Instruction
Repeat the rows below word for word, starting at the line that contains "Task: annotate every instance of the olive" and ending at the final row.
## Start Supplied records
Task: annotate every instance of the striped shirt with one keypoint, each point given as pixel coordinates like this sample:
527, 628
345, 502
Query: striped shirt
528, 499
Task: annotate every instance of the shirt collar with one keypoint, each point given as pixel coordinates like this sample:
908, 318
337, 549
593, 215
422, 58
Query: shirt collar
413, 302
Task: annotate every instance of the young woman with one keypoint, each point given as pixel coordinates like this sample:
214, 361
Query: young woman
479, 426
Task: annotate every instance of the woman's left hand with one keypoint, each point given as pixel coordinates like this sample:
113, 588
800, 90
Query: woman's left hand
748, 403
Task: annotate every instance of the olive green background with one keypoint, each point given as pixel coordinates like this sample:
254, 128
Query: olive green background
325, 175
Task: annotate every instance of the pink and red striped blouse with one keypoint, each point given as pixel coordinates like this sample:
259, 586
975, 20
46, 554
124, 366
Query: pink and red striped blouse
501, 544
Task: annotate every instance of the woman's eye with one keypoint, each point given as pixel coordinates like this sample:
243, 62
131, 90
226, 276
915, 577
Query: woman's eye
## End Supplied records
Completed task
Task: annotate every instance of the olive green background with one keypoint, each point given as pixel coordinates like this sample:
254, 128
Query: olive green background
325, 175
Task: annotate every instance of the pink and red striped blouse with one keypoint, each point given as pixel coordinates like this sample:
259, 586
975, 20
46, 554
124, 366
Query: pink and red striped blouse
501, 544
Task: annotate every instance of the woman's eye with one keypoint, each point given as pixel coordinates like this sample:
243, 62
131, 90
226, 276
915, 577
Query: woman's eye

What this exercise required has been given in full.